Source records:
====
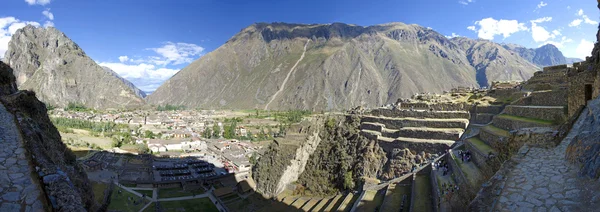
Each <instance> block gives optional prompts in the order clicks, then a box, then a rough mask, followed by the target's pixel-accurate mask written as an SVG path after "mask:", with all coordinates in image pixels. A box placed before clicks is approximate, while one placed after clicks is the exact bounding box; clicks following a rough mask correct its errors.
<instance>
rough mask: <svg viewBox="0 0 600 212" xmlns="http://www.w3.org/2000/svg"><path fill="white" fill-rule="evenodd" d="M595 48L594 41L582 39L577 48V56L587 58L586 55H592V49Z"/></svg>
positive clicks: (588, 55)
mask: <svg viewBox="0 0 600 212" xmlns="http://www.w3.org/2000/svg"><path fill="white" fill-rule="evenodd" d="M593 49H594V43H593V42H591V41H587V40H585V39H581V42H580V43H579V45H578V46H577V48H576V49H575V53H576V54H577V55H576V57H578V58H580V59H582V60H585V57H588V56H590V55H592V50H593Z"/></svg>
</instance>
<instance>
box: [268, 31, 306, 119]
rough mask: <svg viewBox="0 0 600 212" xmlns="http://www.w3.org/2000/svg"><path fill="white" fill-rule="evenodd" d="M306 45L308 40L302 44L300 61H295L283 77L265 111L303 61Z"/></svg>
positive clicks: (274, 99) (269, 101)
mask: <svg viewBox="0 0 600 212" xmlns="http://www.w3.org/2000/svg"><path fill="white" fill-rule="evenodd" d="M308 43H310V39H308V40H307V41H306V44H304V51H303V52H302V55H301V56H300V59H298V61H296V64H294V66H292V68H291V69H290V72H288V75H287V76H286V77H285V79H284V80H283V83H282V84H281V86H280V87H279V90H278V91H277V92H275V94H273V96H272V97H271V100H269V103H267V105H265V110H267V109H269V105H270V104H271V102H273V100H275V98H276V97H277V95H279V93H280V92H281V91H283V89H284V88H285V84H286V83H287V80H288V79H289V78H290V76H291V75H292V73H293V72H294V70H296V66H298V64H299V63H300V61H302V59H304V54H306V47H307V46H308Z"/></svg>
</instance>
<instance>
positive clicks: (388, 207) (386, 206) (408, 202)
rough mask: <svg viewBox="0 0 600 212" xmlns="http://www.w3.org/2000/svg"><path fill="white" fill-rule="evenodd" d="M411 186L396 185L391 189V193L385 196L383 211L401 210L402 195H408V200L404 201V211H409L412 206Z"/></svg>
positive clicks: (383, 204) (390, 211)
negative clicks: (393, 187) (409, 209)
mask: <svg viewBox="0 0 600 212" xmlns="http://www.w3.org/2000/svg"><path fill="white" fill-rule="evenodd" d="M410 193H411V186H399V185H395V187H394V188H393V189H392V190H391V192H390V193H389V195H387V196H386V197H385V201H384V203H383V208H382V209H383V210H381V211H382V212H398V211H399V210H400V206H401V205H402V197H403V196H404V195H406V202H405V203H404V208H403V210H402V211H409V208H410V195H411V194H410Z"/></svg>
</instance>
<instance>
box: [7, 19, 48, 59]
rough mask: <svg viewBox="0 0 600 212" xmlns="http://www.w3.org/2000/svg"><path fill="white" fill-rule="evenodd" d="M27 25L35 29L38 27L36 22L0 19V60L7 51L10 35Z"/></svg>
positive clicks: (38, 26)
mask: <svg viewBox="0 0 600 212" xmlns="http://www.w3.org/2000/svg"><path fill="white" fill-rule="evenodd" d="M28 24H30V25H33V26H36V27H39V26H40V23H38V22H33V21H21V20H19V19H16V18H15V17H2V18H0V58H2V57H4V53H5V52H6V51H7V50H8V42H9V41H10V38H11V37H12V35H13V34H15V32H17V30H19V29H21V28H23V27H25V26H27V25H28Z"/></svg>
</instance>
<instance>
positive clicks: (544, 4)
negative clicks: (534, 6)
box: [538, 1, 548, 9]
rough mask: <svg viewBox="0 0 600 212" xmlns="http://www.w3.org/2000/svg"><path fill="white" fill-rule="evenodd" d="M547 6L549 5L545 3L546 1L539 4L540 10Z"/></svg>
mask: <svg viewBox="0 0 600 212" xmlns="http://www.w3.org/2000/svg"><path fill="white" fill-rule="evenodd" d="M547 5H548V4H547V3H544V1H541V2H540V3H539V4H538V9H540V8H542V7H545V6H547Z"/></svg>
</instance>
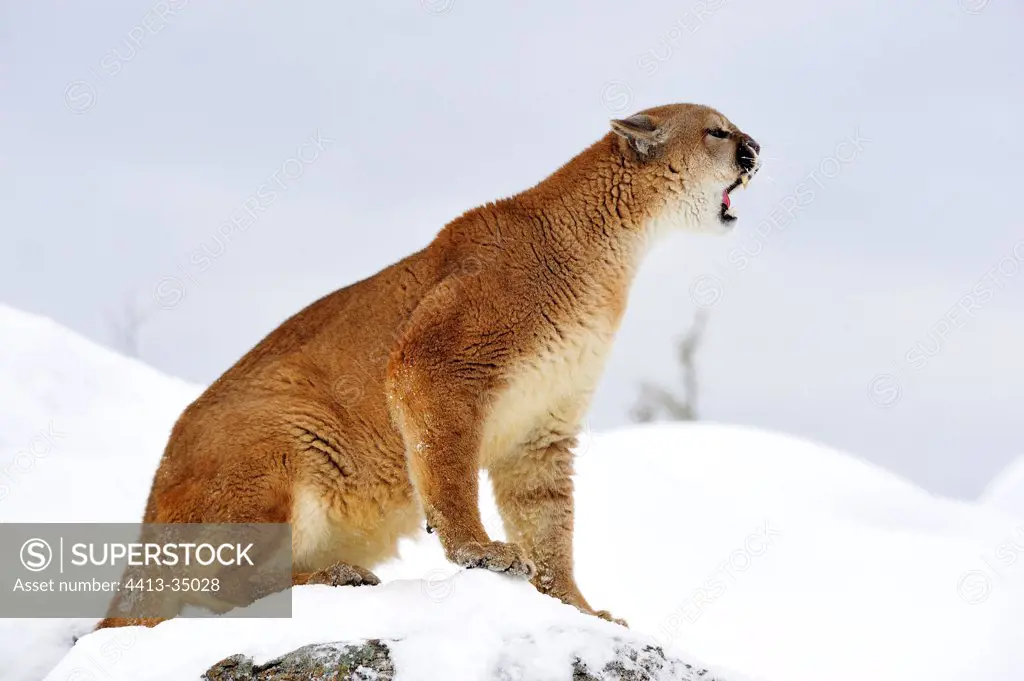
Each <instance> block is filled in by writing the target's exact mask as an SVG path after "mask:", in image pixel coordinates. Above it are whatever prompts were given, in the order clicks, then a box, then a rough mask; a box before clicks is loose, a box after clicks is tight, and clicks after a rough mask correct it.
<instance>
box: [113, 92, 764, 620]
====
EXERCISE DIRECTIONS:
Output the records exactly as they appear, skipping any pictures.

TASK OUTPUT:
Each <instance> block gives optional prompts in the order clicks, then a box, then a rough mask, followed by the target's pixel-accurate mask written as an SVG path after "mask:", with all coordinates in image pixels. A box placed before clicks is approximate, while one placed after clicks is the exact bounding box; clicks following a rough mask correct its errors.
<instance>
rough mask: <svg viewBox="0 0 600 212" xmlns="http://www.w3.org/2000/svg"><path fill="white" fill-rule="evenodd" d="M595 48L594 41L582 39L577 48V56L587 58L586 55H592V49Z"/></svg>
positive clicks: (588, 55)
mask: <svg viewBox="0 0 600 212" xmlns="http://www.w3.org/2000/svg"><path fill="white" fill-rule="evenodd" d="M593 49H594V43H593V42H591V41H587V40H585V39H581V42H580V43H579V45H578V46H577V48H576V49H575V53H576V54H577V55H576V57H578V58H580V59H582V60H585V57H588V56H590V55H592V50H593Z"/></svg>
</instance>
<instance>
box: [268, 31, 306, 119]
rough mask: <svg viewBox="0 0 600 212" xmlns="http://www.w3.org/2000/svg"><path fill="white" fill-rule="evenodd" d="M306 45L308 40L302 44L300 61H295L283 77L265 111L303 61Z"/></svg>
positive clicks: (274, 99) (269, 101)
mask: <svg viewBox="0 0 600 212" xmlns="http://www.w3.org/2000/svg"><path fill="white" fill-rule="evenodd" d="M308 43H310V39H308V40H307V41H306V44H304V51H303V52H302V55H301V56H300V59H298V61H296V64H294V66H292V68H291V69H290V72H288V75H287V76H286V77H285V79H284V80H283V83H282V84H281V86H280V87H279V90H278V91H277V92H275V94H273V96H272V97H271V100H269V103H267V105H265V110H267V109H269V105H270V104H271V102H273V100H275V98H276V97H277V95H279V93H280V92H281V91H283V89H284V88H285V84H286V83H287V80H288V79H289V78H290V76H291V75H292V73H293V72H294V70H296V66H298V64H299V63H300V61H302V59H304V54H306V47H307V46H308Z"/></svg>
</instance>
<instance>
positive clicks: (388, 207) (386, 206) (408, 202)
rough mask: <svg viewBox="0 0 600 212" xmlns="http://www.w3.org/2000/svg"><path fill="white" fill-rule="evenodd" d="M411 186L396 185L391 189V193L385 196L383 211L401 210L402 195H408V200L404 201V211H409L412 206Z"/></svg>
positive clicks: (383, 204) (390, 211)
negative clicks: (393, 187) (409, 209)
mask: <svg viewBox="0 0 600 212" xmlns="http://www.w3.org/2000/svg"><path fill="white" fill-rule="evenodd" d="M410 193H411V186H399V185H395V187H394V188H393V189H392V190H391V192H390V193H389V195H387V196H386V197H385V201H384V203H383V208H382V209H383V210H381V211H382V212H398V211H399V210H400V206H401V205H402V197H403V196H404V195H406V202H405V203H404V208H403V210H402V211H409V208H410V195H411V194H410Z"/></svg>
</instance>
<instance>
box: [7, 19, 48, 59]
rough mask: <svg viewBox="0 0 600 212" xmlns="http://www.w3.org/2000/svg"><path fill="white" fill-rule="evenodd" d="M27 25L35 29L38 27L36 22L0 19V60L7 51L10 35Z"/></svg>
positive clicks: (38, 26)
mask: <svg viewBox="0 0 600 212" xmlns="http://www.w3.org/2000/svg"><path fill="white" fill-rule="evenodd" d="M28 24H30V25H33V26H36V27H39V26H40V23H38V22H33V21H21V20H19V19H16V18H15V17H2V18H0V58H2V57H4V53H5V52H6V51H7V50H8V42H9V41H10V38H11V37H12V35H13V34H15V32H17V30H19V29H21V28H23V27H25V26H27V25H28Z"/></svg>
</instance>
<instance>
positive clicks: (544, 4)
negative clicks: (534, 6)
box: [538, 1, 548, 9]
rough mask: <svg viewBox="0 0 600 212" xmlns="http://www.w3.org/2000/svg"><path fill="white" fill-rule="evenodd" d="M547 6L549 5L545 3L546 1L539 4L540 10Z"/></svg>
mask: <svg viewBox="0 0 600 212" xmlns="http://www.w3.org/2000/svg"><path fill="white" fill-rule="evenodd" d="M547 5H548V4H547V3H544V1H541V2H540V3H539V4H538V9H540V8H542V7H545V6H547Z"/></svg>
</instance>
Each <instance> block is filled in by writing the target's exact mask as an SVG path after "mask:", in image pixel coordinates. Above it are whatever prompts were given, in the order clicks, then a box, then a rough mask; a box before clicks is loose, a box after clicks is tight, and clicks after a rough mask correct it.
<instance>
box: [113, 92, 764, 620]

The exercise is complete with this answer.